* ASSIGNED TASK *
Condense the paragraph in the text below that begins "Angelique Bates, who is mentioned" into a short bulleted list of its main facts.

Bell added that Schneider, the showrunner behind The Amanda Show, Drake & Josh, and Zoey 101, checked on him amid the Peck abuse allegations. In contrast, Black actors who worked with Peck said they felt “intimidated” and overlooked by Schneider.
Black Child Actors Aren’t Buying Schneider’s Apology
Following the release of the initial four-part docuseries, Schneider dropped a 19-minute apology video addressing gender discrimination complaints, massage requests, and his “over-ambitious” demeanor. On the topic of diversity, Schneider said several of his shows had a lead Black actor but All That’s Bryan Hearne and Giovonnie Samuels said they still felt alienated as cast members on the network.
“The question itself was posed to him about us, it was about us,” Hearne says in the bonus episode about Schneider’s apology. “And he [Schneider] said, ‘Oh, I jump-started the careers of Kenan and Kel.’ So, they talked about us being overlooked and then he overlooked us in his answer.”
Despite their isolating experiences on Nickelodeon, Samuels claims in the bonus episode that Schneider called her a week before the documentary was released asking for a quote of support. Samuels previously told Rolling Stone that the showrunner’s presence terrified her.
“I was intimidated because I understood that Dan had the power to make anybody a star,” Samuels told Rolling Stone at the time. “I wanted to make sure I did my job so that he would not only see me, give me that validation, but to push my career forward.”
Angelique Bates, who is mentioned in the fifth episode, has vocalized her negative experience for more than a decade. Bates was the first Black female cast member on All That and starred in two seasons of the comedy series. During a skit rehearsal, Bates tells Rolling Stone a cast member went off script and spit milk in her face. After Bates retaliated, throwing her milk at the cast member, Bates says Schneider lost his temper.
“Dan completely blew up and lost it,” Bates tells Rolling Stone. “All the mics were still on because we were recording. They hadn’t turned anything off. With that being said, because the mics were on, that means all the intercoms that were in the dressing rooms, in the offices on every floor of Nickelodeon studios [could access the audio]. If you were in there, you heard it.”

* RECORD EXTRACTS *
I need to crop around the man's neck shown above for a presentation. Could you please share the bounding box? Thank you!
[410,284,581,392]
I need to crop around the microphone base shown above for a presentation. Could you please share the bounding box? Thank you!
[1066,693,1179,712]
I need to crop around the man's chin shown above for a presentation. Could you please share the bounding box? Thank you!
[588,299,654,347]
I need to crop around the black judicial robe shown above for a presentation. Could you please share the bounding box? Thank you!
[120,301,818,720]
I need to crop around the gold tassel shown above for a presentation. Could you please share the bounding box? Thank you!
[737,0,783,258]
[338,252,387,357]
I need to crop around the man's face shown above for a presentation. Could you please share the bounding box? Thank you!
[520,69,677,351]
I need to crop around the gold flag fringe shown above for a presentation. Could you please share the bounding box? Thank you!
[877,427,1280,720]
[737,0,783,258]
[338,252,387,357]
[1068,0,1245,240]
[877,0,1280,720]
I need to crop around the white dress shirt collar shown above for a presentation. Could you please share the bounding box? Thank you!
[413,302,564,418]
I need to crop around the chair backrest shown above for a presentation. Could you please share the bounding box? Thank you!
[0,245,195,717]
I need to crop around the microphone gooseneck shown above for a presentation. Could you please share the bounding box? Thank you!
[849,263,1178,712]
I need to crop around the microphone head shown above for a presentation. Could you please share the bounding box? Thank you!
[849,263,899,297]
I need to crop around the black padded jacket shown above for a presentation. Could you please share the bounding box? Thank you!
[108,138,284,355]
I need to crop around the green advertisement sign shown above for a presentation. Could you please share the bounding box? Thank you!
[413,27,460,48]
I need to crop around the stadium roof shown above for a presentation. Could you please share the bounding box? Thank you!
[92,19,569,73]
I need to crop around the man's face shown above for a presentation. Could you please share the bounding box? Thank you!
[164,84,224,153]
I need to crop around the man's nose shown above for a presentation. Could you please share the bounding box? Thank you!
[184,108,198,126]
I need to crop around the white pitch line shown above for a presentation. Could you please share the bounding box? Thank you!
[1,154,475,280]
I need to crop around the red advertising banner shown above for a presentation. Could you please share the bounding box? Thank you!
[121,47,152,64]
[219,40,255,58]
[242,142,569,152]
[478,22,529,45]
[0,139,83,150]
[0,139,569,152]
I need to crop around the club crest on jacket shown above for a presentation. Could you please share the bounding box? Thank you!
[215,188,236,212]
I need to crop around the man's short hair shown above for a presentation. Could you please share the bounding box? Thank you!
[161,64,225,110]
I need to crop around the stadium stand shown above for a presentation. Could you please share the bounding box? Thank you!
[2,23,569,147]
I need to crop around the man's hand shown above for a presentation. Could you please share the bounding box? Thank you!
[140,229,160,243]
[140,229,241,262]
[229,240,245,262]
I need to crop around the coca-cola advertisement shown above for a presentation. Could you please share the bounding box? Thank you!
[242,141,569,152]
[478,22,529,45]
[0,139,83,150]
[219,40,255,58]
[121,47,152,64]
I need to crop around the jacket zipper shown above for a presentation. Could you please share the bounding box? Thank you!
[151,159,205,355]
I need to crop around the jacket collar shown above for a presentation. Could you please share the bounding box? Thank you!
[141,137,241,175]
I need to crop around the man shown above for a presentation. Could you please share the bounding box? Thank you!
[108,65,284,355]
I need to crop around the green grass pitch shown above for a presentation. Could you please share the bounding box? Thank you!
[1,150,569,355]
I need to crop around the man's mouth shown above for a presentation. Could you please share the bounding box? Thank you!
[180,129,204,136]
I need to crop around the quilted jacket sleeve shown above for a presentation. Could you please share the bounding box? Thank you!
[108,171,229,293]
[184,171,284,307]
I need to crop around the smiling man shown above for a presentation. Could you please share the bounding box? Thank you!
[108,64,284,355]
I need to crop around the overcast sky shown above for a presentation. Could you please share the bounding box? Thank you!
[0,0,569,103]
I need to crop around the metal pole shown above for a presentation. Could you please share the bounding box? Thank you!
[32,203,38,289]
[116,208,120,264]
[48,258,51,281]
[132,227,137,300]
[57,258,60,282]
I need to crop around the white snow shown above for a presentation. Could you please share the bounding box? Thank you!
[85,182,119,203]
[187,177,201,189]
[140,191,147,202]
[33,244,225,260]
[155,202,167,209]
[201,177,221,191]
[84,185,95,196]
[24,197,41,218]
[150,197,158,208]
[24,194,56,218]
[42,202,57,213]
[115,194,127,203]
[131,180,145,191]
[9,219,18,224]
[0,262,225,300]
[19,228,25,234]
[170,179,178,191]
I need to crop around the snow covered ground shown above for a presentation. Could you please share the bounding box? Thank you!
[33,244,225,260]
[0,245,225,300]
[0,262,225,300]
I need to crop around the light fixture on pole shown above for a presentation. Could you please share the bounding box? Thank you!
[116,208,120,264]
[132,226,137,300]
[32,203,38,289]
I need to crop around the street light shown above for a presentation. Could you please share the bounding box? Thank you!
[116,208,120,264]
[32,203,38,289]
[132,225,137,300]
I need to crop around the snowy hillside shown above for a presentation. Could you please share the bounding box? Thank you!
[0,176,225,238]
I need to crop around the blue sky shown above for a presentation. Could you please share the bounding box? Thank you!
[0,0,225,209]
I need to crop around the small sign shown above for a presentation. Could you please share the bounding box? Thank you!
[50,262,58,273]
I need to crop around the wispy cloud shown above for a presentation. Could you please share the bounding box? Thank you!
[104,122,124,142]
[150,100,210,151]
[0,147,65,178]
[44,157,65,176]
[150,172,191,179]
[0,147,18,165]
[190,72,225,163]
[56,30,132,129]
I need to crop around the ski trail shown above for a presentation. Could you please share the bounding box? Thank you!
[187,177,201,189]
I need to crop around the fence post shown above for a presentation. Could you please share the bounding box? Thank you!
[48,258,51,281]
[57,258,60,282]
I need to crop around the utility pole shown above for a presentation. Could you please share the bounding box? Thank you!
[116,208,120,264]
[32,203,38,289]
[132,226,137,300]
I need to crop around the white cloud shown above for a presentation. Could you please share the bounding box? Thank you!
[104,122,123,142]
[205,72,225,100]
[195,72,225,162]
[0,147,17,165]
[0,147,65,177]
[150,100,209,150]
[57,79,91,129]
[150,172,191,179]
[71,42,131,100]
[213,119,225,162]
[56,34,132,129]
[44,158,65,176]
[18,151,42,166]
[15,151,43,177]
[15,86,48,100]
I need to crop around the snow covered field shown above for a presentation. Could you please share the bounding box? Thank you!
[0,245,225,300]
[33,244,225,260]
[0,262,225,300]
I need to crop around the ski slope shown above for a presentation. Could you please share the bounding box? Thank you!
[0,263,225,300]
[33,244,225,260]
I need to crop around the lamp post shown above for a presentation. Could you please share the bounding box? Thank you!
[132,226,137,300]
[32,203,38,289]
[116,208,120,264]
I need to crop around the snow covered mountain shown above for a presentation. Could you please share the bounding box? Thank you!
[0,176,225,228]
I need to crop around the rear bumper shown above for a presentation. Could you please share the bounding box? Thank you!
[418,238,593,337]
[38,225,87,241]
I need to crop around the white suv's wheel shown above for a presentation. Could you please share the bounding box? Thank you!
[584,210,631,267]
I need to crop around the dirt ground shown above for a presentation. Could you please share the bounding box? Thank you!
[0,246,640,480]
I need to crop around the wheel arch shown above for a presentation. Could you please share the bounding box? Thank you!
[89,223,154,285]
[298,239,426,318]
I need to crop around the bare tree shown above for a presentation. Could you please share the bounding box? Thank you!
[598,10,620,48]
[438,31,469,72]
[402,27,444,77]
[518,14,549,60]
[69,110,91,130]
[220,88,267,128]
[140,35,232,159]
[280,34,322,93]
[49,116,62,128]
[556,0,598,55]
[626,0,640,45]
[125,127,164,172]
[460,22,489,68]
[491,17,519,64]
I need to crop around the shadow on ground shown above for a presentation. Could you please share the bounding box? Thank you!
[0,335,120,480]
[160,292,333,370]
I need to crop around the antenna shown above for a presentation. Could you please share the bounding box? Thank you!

* SOLVED PROBLEM *
- Angelique Bates, mentioned in the fifth episode, has spoken about her negative experience for more than a decade.
- She was the first Black female cast member on All That and starred in two seasons.
- She tells Rolling Stone that during a skit rehearsal, a cast member went off script and spit milk in her face.
- She threw her milk back at the cast member, and she says Schneider then lost his temper.